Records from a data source
┌──

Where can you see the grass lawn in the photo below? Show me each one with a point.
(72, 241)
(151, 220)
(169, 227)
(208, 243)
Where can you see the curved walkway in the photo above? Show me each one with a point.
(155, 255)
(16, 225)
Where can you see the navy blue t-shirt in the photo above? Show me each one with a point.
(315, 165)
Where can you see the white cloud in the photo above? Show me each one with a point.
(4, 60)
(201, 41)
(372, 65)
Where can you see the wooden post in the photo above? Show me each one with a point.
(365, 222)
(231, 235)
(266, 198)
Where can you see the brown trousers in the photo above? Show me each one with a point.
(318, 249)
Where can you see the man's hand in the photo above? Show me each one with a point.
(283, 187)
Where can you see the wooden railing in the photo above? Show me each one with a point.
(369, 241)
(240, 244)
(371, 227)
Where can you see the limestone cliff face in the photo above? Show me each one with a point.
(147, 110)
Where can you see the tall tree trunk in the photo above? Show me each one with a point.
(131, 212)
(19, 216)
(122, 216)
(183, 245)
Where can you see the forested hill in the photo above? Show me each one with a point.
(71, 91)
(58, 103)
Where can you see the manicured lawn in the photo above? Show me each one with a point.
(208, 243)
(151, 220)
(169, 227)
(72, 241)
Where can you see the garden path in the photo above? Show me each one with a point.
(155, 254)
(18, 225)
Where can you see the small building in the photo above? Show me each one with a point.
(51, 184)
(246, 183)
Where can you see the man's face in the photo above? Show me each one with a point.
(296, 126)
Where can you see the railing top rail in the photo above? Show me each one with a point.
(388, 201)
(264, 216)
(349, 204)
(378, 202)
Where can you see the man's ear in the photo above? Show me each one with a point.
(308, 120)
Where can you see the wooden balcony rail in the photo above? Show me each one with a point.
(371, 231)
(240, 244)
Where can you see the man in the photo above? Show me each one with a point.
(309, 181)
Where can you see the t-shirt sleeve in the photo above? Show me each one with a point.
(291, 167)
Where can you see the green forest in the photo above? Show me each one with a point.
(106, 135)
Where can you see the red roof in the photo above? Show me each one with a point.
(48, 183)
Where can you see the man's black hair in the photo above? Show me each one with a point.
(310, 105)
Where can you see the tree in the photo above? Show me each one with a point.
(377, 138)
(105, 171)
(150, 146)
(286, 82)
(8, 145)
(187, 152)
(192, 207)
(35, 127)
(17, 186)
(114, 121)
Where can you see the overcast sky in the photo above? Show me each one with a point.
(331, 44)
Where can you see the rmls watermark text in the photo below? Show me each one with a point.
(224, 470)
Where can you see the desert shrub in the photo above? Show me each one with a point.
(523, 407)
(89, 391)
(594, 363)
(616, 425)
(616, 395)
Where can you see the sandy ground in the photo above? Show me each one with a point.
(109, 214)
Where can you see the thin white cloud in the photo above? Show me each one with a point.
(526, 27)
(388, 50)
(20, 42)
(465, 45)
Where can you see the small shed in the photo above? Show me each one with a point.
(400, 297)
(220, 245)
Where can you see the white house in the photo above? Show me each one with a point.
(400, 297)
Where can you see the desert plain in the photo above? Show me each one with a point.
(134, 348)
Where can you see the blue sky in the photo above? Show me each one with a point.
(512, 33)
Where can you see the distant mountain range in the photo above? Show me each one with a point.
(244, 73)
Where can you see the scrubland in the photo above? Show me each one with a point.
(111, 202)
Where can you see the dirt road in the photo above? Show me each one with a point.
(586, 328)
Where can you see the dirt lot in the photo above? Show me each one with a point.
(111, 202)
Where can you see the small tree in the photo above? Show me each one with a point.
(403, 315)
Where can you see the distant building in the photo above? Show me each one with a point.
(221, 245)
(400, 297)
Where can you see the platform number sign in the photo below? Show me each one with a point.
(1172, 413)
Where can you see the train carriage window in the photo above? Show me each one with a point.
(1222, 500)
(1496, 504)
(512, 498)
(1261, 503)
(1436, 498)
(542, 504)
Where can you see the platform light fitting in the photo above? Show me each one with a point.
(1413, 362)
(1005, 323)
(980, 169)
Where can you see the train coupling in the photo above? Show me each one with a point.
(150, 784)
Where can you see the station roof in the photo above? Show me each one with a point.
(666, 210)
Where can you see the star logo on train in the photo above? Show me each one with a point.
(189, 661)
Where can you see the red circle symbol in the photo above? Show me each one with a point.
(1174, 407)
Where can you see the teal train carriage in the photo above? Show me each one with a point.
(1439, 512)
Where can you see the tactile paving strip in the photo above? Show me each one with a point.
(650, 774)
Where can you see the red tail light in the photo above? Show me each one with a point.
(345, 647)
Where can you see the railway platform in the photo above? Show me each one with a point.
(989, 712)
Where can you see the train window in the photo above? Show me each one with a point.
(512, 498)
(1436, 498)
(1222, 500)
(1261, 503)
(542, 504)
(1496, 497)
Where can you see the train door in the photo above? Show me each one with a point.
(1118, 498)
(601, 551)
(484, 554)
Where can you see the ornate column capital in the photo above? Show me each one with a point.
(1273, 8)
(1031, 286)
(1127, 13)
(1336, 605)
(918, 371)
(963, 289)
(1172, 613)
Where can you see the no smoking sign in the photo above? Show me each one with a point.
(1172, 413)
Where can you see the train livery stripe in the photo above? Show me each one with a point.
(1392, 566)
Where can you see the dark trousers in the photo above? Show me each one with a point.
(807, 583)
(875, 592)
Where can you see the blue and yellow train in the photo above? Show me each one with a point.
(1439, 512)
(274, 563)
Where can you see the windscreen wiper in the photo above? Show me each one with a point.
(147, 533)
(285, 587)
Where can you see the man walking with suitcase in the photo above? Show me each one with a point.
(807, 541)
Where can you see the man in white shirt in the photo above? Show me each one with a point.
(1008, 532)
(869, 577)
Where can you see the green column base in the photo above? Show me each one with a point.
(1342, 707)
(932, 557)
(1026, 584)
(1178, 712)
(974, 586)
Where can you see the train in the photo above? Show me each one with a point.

└──

YOUR TASK: Each line above needs to be returned exactly as it is.

EXERCISE OUTPUT:
Where can you see the grass lawn in the photo below? Show me each one with a point.
(72, 241)
(151, 220)
(169, 227)
(208, 243)
Where can you see the curved walkway in the photo above? Show me each one with a point.
(155, 255)
(16, 225)
Where can you see the navy blue t-shirt in the photo above? Show me each one with a point.
(315, 165)
Where can you see the white cloud in the photo above? Show me each one with a point.
(4, 60)
(201, 41)
(372, 65)
Where can you see the wooden post in the photo above? Show me each one with a point.
(365, 222)
(231, 235)
(266, 198)
Where can you see the brown trousers in the photo above? Show me each one with a point.
(318, 249)
Where can you see the man's hand in the photo above? Show me each one with a point.
(283, 187)
Where can you see the wooden railing in the photo above? Show me each one with a point.
(369, 241)
(240, 244)
(371, 227)
Where can you see the limestone cliff face in the photo above? Show me each one with a point.
(147, 110)
Where can you see the tall tree trunk in the photo above? Show me each one with a point.
(131, 212)
(19, 216)
(122, 216)
(183, 245)
Where can you see the forested hill in the photo above? Show me each one with a point.
(71, 91)
(58, 103)
Where can you see the manicured lawn in the photo above? Show me each one with a point.
(208, 243)
(151, 220)
(169, 227)
(72, 241)
Where can you see the garden path in the photo above? Show me each one with a point.
(155, 254)
(18, 225)
Where can you see the small building in the photo above? Show me each one with a point.
(51, 184)
(246, 183)
Where can you see the man's face in the photo above? Show me each one with a point.
(296, 126)
Where can you see the railing top rail in the photo above? Show me each one with a point.
(388, 201)
(264, 216)
(349, 204)
(378, 202)
Where can you see the man's ear in the photo above? Show me each one with a point.
(308, 120)
Where can you see the wooden balcony rail in the photo above? Show me each one with a point.
(371, 231)
(240, 244)
Where can you see the man in the photo above? Show me each one with a point.
(309, 181)
Where can you see the t-shirt sleeve in the photo above? Show me each one with a point.
(291, 167)
Where can you see the green forest in the photo above? Show me each one with a point.
(106, 135)
Where can you see the red roof in the photo above? Show me each one with a point.
(48, 183)
Where can you see the man's black hair in the photo above? Show me each one with a point.
(310, 105)
Where can you see the tree in the photo above? Show me each one with a point.
(377, 138)
(105, 171)
(150, 146)
(286, 82)
(8, 145)
(187, 152)
(192, 207)
(35, 127)
(17, 186)
(114, 121)
Where can you see the overcast sky in the photo above? Show me each one with a point.
(331, 44)
Where can you see the rmls watermark text in the photo below? Show me each one with a point.
(224, 470)
Where can you see the desert shrub in the photo above? Show me each one with a point.
(523, 407)
(89, 391)
(594, 363)
(616, 425)
(616, 395)
Where can you see the sandy ground in the photo above? Show me each one with a point.
(109, 214)
Where can you see the thin white cloud in the photo above? Show me each one with a point.
(526, 27)
(388, 50)
(20, 42)
(465, 45)
Where can you see the small shed in the photo above? Show me each one with a point.
(400, 297)
(220, 245)
Where can you see the white house in the photo above? Show me each one with a point.
(400, 297)
Where can you see the desert plain in the photo above? Show me each one with a point.
(134, 348)
Where can you see the blue sky in the photo above? Show me each one with a point.
(512, 33)
Where can you see the distant mountain range in the photo above? Show me each one with a point.
(244, 73)
Where can you see the scrubland in the photo above? Show me each one with a point.
(111, 202)
Where can you see the dirt road in the photo above? Show me each one with a point.
(586, 328)
Where can you see the dirt lot in the photo above? Show me each one with a point.
(111, 202)
Where can you see the small tree in the photo above? Show me each one with a point.
(403, 315)
Where can you see the distant building in the photo above? Show me each one with a point.
(221, 245)
(400, 297)
Where can you see the platform number sign in the photo below? Show me each one with a point.
(1172, 413)
Where can you see the train carriage window in the photo above? Show me each one with a point.
(1222, 500)
(1496, 504)
(512, 498)
(1261, 503)
(1436, 498)
(542, 504)
Where can you see the platform light fitting in the photo above? Show me each one with a point.
(1413, 362)
(1005, 323)
(980, 169)
Where can you see the train coupling in the photo above? Show me each one with a point.
(150, 784)
Where can you see the station roof in the photo above? Show me each one with a point.
(666, 210)
Where can you see the star logo on train in the photo above? Show me each one with a point.
(189, 661)
Where can you see the red circle symbol in the photo above? Show me each one with a point.
(1174, 407)
Where can you see the teal train carriage in the photo above? Show me each one with a point.
(1439, 512)
Where can you see the tactile paving strip in the photo above? Show me each one with a point.
(650, 774)
Where can you see the red tail light in the photo above? Show me each one with a point.
(345, 647)
Where can you see the railway platform in the photo above? Show me each one with a point.
(989, 712)
Where can you see the train window in the photo above? Show me each one with a point.
(512, 498)
(1436, 498)
(1222, 500)
(1261, 503)
(542, 504)
(1496, 497)
Where can you see the train door in the photo above? Show me each one with a point.
(1118, 498)
(601, 551)
(484, 554)
Where can you see the ornate column capital in the photo above? Show me each one with a point.
(1273, 8)
(1031, 286)
(1127, 13)
(1336, 605)
(918, 371)
(963, 289)
(1172, 613)
Where can you see the no smoking sign in the photo above? Show me each one with a point.
(1172, 413)
Where can you see the train livery stripe in the photo above? Show me each one with a point.
(1392, 566)
Where can you see the dark trousers in the photo above? Show me each one with a point.
(807, 583)
(875, 592)
Where can you see the blue and yellow train in the photo above? Show me each one with a point.
(1439, 512)
(274, 563)
Where can you see the windscreen wiper in the photo above? Show me each one with a point.
(147, 533)
(285, 587)
Where can you see the man walking with suitcase in the photo above? Show me each one with a point.
(807, 541)
Where can you see the man in white shirt in the photo above? Show me each one with a point.
(1008, 532)
(869, 577)
Where can you see the green column base in the photo above? Show me each one with a point.
(1342, 707)
(932, 557)
(1026, 584)
(1178, 712)
(974, 586)
Where can you see the train in the photo above? Show me each one with a point.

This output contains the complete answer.